§ **GOAL OF THE EXERCISE**
Word for word, transcribe every line below.

^^^^

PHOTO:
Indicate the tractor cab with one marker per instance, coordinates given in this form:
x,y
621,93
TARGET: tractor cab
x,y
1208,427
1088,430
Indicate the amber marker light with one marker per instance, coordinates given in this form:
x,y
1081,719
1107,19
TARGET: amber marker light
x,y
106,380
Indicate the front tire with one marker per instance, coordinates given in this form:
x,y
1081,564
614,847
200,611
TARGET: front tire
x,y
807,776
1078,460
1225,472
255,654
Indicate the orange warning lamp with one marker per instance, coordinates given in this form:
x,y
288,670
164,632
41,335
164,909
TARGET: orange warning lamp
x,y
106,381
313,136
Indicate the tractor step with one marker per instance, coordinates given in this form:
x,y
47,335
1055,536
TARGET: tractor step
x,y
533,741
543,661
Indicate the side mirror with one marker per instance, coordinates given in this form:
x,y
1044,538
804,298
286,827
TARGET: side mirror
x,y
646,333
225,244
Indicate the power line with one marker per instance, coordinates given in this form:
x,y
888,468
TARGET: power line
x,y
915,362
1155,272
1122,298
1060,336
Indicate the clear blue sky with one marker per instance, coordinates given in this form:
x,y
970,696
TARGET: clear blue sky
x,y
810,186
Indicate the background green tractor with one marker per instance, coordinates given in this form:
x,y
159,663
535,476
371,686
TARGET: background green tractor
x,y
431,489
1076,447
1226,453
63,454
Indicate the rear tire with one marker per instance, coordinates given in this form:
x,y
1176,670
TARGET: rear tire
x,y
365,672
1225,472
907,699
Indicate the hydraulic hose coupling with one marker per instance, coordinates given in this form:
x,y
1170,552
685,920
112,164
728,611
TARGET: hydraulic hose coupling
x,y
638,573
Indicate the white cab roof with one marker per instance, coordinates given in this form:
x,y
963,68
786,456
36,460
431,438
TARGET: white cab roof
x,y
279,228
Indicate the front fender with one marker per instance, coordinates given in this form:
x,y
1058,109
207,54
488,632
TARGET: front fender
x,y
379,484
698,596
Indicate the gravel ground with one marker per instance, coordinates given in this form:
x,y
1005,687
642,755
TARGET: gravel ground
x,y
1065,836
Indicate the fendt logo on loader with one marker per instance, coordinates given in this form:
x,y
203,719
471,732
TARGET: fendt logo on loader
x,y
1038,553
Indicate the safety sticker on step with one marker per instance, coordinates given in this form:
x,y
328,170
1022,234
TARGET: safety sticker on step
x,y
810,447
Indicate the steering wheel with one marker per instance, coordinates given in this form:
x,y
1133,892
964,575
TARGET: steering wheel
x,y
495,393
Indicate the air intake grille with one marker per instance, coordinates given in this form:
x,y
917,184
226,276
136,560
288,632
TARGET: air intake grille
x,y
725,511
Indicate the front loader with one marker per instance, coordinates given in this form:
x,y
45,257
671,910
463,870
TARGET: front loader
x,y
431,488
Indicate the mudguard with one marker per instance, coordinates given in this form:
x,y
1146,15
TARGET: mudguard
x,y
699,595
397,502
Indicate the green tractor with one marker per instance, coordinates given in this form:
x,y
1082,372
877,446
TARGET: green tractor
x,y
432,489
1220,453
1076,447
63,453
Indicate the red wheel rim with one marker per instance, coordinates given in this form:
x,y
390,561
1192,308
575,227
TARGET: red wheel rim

^^^^

§ **TASK SOLUTION**
PHOTO:
Indicate the tractor cab with one marker per instance, coordinates given in this form:
x,y
621,93
TARGET: tractor cab
x,y
1208,427
1088,430
Indicate the amber marker light with one marker per instance, coordinates given in this form:
x,y
1081,719
1107,19
TARGET: amber marker light
x,y
106,380
Indicate the front tire with one marker per instance, coordinates given in this form:
x,y
1081,564
614,847
200,611
TARGET: front tire
x,y
807,776
1078,460
1225,472
255,654
Indicate the orange warning lamp with one marker per instance, coordinates given in this form:
x,y
288,670
164,632
41,335
164,909
TARGET: orange warning lamp
x,y
106,381
313,136
Indicate the tractor step with one marker per instance, coordinates given in this form:
x,y
47,335
1055,536
TARGET: tractor step
x,y
533,741
543,661
Indicate the side mirror with one marker per instance, coordinates given in this form:
x,y
1044,538
804,298
286,827
TARGET: side mirror
x,y
646,333
225,244
Indicate the power line with one marker per instance, coordinates given in this form:
x,y
888,468
TARGET: power line
x,y
915,362
1155,272
1122,298
1060,336
Indicate the clear blue sky with one marker per instance, coordinates given in this form:
x,y
970,696
TARGET: clear blue sky
x,y
810,186
Indicate the background green tractor with one marker per instance, coordinates given in this form:
x,y
159,663
535,476
371,686
TARGET: background green tractor
x,y
431,489
1076,447
1226,453
63,454
Indicate the rear tire with one marker per instance, coordinates given in this form:
x,y
1176,670
TARGET: rear tire
x,y
365,672
1225,472
907,699
Indicate the hydraulic hose coupling with one marker per instance, coordinates given in this form:
x,y
1170,552
685,920
112,164
728,611
TARGET: hydraulic hose coupling
x,y
638,573
Indicate the white cab roof with one marker per instance, coordinates given in this form:
x,y
963,68
786,456
36,460
431,438
TARGET: white cab roof
x,y
279,228
Indicate the front fender with one marker per instance, coordinates given in this form:
x,y
1058,109
207,54
488,632
TARGET: front fender
x,y
379,484
698,596
Indicate the gravel ground with one marker per instance, coordinates given in this form:
x,y
1005,687
642,755
TARGET: gravel ground
x,y
1065,836
Indicate the fendt logo on loader with one marker per instance, coordinates given in this form:
x,y
203,719
471,732
TARGET: fendt logo on loader
x,y
1038,553
Indicate the safety sticker on step with one marker per instance, coordinates given in this form:
x,y
328,170
1022,234
TARGET: safety sticker on step
x,y
810,447
Indicate the steering wheel with one marker per instance, coordinates given in this form:
x,y
1133,892
964,575
TARGET: steering wheel
x,y
495,393
Indicate the air intake grille with one marker per instance, coordinates given in this form:
x,y
917,184
226,276
136,560
288,632
TARGET: air intake grille
x,y
725,511
Indicate the front loader with one marker per instance, coordinates given in this form:
x,y
45,257
671,910
463,870
TARGET: front loader
x,y
431,488
Indicate the mudguard with one marker per instance, coordinates given in this form:
x,y
1146,15
TARGET: mudguard
x,y
699,595
397,502
Indicate the green tractor with one marker per instance, coordinates given in this form:
x,y
1082,372
877,446
TARGET: green tractor
x,y
432,489
1220,453
1076,447
63,453
Indicate the red wheel rim with one marker per instance, coordinates given in this form:
x,y
390,561
1192,308
575,227
TARGET: red wheel rim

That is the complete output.